» **WORK REQUEST**: Could you filter the listing for lines with the word "roof" and return them?

» **SOURCE RECORDS**:
************

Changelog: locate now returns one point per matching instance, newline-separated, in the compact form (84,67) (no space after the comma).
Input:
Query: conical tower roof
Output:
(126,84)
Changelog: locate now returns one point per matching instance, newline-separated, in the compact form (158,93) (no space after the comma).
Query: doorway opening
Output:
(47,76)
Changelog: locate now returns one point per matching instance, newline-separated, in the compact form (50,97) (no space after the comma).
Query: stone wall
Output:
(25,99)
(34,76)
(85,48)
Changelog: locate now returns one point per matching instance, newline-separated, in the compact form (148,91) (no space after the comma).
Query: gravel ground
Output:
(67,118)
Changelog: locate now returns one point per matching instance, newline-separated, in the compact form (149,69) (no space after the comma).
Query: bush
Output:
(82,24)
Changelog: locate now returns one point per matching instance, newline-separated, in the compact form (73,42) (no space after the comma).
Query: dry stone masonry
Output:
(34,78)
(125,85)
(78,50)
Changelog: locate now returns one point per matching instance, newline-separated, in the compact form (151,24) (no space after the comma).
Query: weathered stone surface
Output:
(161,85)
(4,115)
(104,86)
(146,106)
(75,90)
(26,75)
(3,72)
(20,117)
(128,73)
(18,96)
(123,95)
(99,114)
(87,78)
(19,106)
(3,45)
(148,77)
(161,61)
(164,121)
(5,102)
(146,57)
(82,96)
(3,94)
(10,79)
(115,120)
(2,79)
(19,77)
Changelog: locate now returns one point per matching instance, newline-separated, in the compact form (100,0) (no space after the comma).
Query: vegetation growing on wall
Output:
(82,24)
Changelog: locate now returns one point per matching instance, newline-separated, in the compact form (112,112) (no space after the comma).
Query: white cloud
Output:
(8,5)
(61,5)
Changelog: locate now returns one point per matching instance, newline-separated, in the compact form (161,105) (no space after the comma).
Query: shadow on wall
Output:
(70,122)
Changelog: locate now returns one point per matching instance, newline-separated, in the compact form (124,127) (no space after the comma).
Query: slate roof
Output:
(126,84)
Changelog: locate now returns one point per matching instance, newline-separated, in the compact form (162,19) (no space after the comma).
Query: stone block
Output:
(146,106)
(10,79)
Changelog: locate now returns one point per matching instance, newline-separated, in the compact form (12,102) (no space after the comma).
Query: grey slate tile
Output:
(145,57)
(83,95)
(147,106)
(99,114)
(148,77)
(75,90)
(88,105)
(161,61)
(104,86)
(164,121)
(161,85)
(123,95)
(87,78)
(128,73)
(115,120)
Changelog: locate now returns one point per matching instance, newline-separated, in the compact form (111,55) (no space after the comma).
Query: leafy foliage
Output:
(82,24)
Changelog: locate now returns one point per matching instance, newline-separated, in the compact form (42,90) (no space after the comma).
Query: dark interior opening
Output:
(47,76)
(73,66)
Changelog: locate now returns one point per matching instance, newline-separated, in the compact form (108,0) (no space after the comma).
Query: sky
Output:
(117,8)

************

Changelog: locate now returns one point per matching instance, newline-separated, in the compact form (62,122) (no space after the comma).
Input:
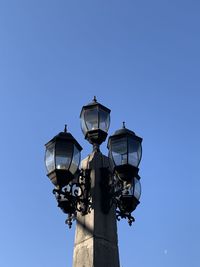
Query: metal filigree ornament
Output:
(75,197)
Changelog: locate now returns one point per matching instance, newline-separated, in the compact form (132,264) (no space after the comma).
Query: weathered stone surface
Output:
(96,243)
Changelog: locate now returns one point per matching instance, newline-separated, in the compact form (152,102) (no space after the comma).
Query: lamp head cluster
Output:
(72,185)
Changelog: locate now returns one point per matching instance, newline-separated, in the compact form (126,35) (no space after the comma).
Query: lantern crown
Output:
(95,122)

************

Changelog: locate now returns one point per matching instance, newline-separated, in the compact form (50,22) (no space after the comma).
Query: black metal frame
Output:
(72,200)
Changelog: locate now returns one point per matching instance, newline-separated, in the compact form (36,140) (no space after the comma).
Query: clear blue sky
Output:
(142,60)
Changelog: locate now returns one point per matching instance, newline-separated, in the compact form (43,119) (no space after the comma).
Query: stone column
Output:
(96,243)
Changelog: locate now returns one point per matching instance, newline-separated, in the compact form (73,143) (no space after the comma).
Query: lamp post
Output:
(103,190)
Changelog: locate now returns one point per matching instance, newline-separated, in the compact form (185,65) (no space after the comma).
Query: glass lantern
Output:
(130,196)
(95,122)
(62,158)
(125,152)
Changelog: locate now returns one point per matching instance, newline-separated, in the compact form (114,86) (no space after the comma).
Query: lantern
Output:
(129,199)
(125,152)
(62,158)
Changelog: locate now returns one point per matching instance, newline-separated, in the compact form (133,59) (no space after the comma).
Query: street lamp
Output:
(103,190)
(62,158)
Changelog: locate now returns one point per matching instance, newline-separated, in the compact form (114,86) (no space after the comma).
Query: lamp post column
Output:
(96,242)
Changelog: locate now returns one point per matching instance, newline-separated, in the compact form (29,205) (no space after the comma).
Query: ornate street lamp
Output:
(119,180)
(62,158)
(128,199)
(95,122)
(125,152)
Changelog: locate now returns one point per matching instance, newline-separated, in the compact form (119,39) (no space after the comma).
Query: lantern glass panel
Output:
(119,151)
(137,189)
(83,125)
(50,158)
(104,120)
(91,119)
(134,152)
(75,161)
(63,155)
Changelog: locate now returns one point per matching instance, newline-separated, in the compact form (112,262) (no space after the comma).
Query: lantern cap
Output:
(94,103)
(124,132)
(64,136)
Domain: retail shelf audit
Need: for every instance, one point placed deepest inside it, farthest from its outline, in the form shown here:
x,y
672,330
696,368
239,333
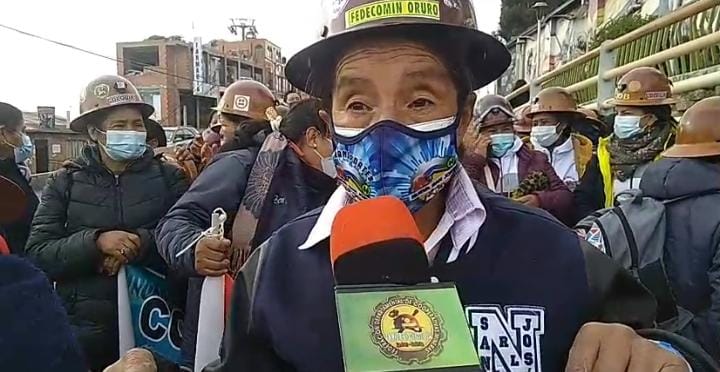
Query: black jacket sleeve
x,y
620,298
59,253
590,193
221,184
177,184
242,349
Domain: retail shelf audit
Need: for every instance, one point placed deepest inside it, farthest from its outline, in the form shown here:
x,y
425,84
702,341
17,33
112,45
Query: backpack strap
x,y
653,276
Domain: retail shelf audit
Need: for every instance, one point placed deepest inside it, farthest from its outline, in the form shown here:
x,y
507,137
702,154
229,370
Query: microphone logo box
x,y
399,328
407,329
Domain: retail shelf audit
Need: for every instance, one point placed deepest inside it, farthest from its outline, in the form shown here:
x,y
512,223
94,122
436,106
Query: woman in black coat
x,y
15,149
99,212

************

» **REPLY**:
Query: conical tower roof
Query: slate roof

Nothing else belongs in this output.